Stored entries:

****

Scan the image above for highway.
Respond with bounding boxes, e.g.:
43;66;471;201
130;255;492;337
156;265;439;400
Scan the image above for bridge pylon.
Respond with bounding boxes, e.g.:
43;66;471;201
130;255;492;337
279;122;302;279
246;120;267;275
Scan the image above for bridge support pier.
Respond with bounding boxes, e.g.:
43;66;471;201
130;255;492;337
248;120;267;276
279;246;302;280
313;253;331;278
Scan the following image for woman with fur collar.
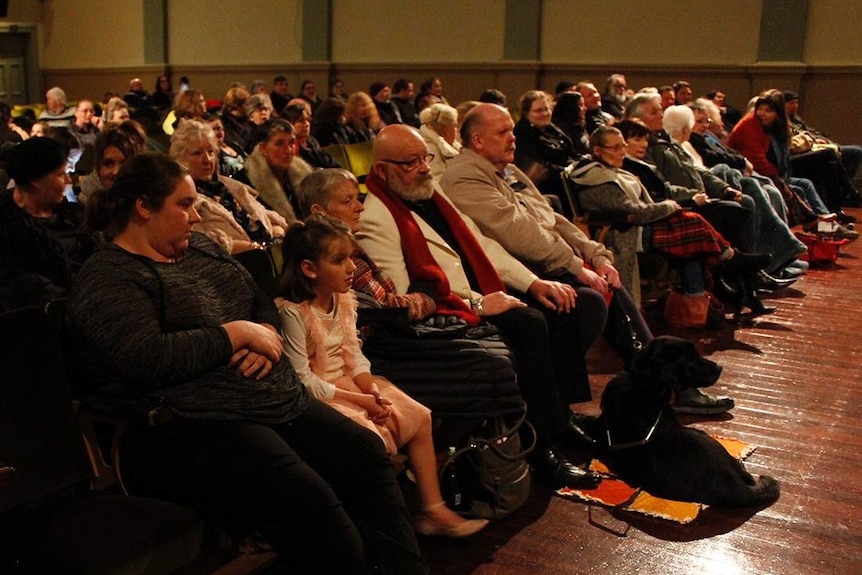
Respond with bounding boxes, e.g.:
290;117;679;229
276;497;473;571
171;120;287;254
570;126;769;302
419;103;461;181
236;118;313;224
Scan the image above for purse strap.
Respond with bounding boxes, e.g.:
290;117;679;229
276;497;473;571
440;406;538;480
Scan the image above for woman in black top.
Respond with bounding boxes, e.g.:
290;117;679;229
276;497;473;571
515;90;580;218
69;154;426;574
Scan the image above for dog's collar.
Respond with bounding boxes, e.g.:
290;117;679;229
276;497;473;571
605;409;664;451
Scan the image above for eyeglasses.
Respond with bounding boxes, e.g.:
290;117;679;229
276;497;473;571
382;154;434;172
599;142;629;152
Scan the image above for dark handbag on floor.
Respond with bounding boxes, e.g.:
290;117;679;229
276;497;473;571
664;290;710;327
440;408;536;519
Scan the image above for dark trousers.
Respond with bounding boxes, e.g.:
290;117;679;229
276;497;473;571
552;273;653;368
486;307;590;446
790;149;853;212
694;197;756;252
123;400;427;574
841;146;862;180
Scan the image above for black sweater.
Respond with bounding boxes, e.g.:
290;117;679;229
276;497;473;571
69;233;309;423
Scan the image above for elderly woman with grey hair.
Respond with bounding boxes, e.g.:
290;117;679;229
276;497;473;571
39;86;75;128
419;103;461;180
298;168;437;321
171;120;287;254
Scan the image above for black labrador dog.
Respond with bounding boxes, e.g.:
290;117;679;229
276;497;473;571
588;336;780;507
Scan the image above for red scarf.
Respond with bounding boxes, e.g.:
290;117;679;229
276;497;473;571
365;172;506;325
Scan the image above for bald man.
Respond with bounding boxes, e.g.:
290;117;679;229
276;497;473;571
440;104;733;415
357;125;601;488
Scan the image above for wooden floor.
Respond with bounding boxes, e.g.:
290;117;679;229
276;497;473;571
420;210;862;575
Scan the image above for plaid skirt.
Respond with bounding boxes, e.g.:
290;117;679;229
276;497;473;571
650;211;730;258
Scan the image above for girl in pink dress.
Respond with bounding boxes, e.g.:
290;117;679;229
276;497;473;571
279;216;488;537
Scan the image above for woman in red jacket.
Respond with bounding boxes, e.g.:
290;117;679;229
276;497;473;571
727;90;859;239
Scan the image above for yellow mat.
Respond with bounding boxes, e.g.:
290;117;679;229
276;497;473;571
557;435;757;524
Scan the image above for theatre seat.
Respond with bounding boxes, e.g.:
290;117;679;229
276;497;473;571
0;308;203;575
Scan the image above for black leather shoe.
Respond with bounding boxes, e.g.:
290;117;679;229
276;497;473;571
835;210;856;226
554;416;598;453
673;387;735;415
757;270;796;290
530;449;602;489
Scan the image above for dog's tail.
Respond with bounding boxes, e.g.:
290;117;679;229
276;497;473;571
751;475;781;504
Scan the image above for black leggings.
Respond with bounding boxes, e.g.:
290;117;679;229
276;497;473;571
123;400;427;574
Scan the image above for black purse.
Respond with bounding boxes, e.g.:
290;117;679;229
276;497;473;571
440;407;536;519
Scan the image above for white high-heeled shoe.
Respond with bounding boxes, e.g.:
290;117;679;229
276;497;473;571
413;501;488;539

****

- [TASK TO CARRY OUT]: Reproduce all of the data above with every "bounding boxes" changed to "box coordinates" and nothing else altered. Omit the pictures.

- [OUTPUT OF THE EXERCISE]:
Scan the image above for highway.
Respond with box coordinates, e.g.:
43;66;471;201
130;255;492;337
156;265;439;400
Scan the image above for bridge pylon.
Respond with box coordinates, e.g.:
43;66;471;201
130;255;492;337
279;122;302;279
246;120;267;275
Scan the image above for bridge support pier.
Respond with box coordinates, e.g.:
43;66;471;201
130;255;492;337
248;120;267;276
279;246;302;280
313;253;331;278
Scan the following image for woman with fur collar.
Respond with box coordinates, e.g.:
290;117;679;229
276;497;473;571
171;120;287;254
570;126;769;302
419;103;461;181
236;118;313;224
Scan the image above for purse strap.
Respond with box coordinates, e.g.:
290;117;679;229
276;497;473;571
440;406;538;480
Scan the image above for woman in black top.
Respond with box coordinates, e.g.:
290;117;679;229
276;497;473;571
515;90;580;218
69;154;426;574
Scan the image above for dog's collar.
Respond with box coordinates, e.g.:
290;117;679;229
276;497;473;571
605;409;664;451
Scan the image above for eyeglasses.
Respond with box coordinates, e.g.:
290;117;679;229
276;497;473;571
382;154;434;172
599;142;629;152
Scan the image above for dark handbag on floor.
Respond with box coordinates, e.g.:
290;117;679;229
276;497;473;571
664;290;710;327
440;408;536;519
Scan the image above for dark trousers.
Respond with box coordinates, e.g.:
290;117;679;229
276;497;473;571
552;273;653;368
486;307;590;446
790;149;853;212
694;197;756;252
123;400;427;574
841;146;862;180
Scan the image above for black sweater.
Respond with box coordinates, e.g.:
290;117;679;229
276;497;473;571
69;233;309;423
Scan the image above for elderly woman with grey hair.
Respond with box coordinates, e.g.:
290;117;679;229
276;497;473;571
39;86;75;128
419;103;461;180
298;168;437;321
171;120;287;254
Scan the image above for black labrador dog.
Respond with box coordinates, e.g.:
290;117;679;229
276;497;473;571
588;336;780;507
Scan the image above for red scarf.
Respond with box coordinates, e.g.:
290;117;679;229
276;497;473;571
365;172;506;325
Scan the image above for bald man.
Respond with box coordinates, e.g.:
290;117;679;229
276;497;473;571
440;104;733;415
357;125;601;488
Scan the image above for wooden floor.
Respond with box coordinates, e.g.:
290;117;679;229
276;497;473;571
420;210;862;575
Scan the image above for plaid skirt.
Respond with box coordinates, e.g.:
290;117;679;229
276;497;473;571
650;211;730;258
Scan the image above for girl in pink dress.
Respond with box coordinates, e.g.:
290;117;679;229
276;497;473;571
279;216;488;537
Scan the image above for woman in red jacket.
Respond with box coordinates, e.g.:
290;117;679;229
276;497;473;571
727;90;859;239
Scan the image above for yellow mat.
Respond with box coordinates, e.g.:
290;117;679;229
276;497;473;571
557;435;757;524
Scan the image above for theatre seat.
Respond with box coordinates, e.g.:
290;117;679;229
276;497;473;571
0;308;203;575
Scan the image above for black leather shoe.
Respond with box coordinates, e.g.:
290;117;679;229
276;497;473;571
835;210;856;226
554;416;598;453
673;387;735;415
757;270;796;290
530;449;602;489
Scan the image above for dog's tail.
Respond with box coordinates, e.g.:
290;117;679;229
276;497;473;571
751;475;781;504
Scan the image above for black leggings.
Respond with box coordinates, e.g.:
290;117;679;229
276;497;473;571
123;400;427;574
Scan the image above for black purse.
Respond with box coordinates, e.g.:
290;117;679;229
276;497;473;571
440;407;536;519
Scan the image above for white high-heeled shoe.
Respond with box coordinates, e.g.:
290;117;679;229
276;497;473;571
413;501;488;539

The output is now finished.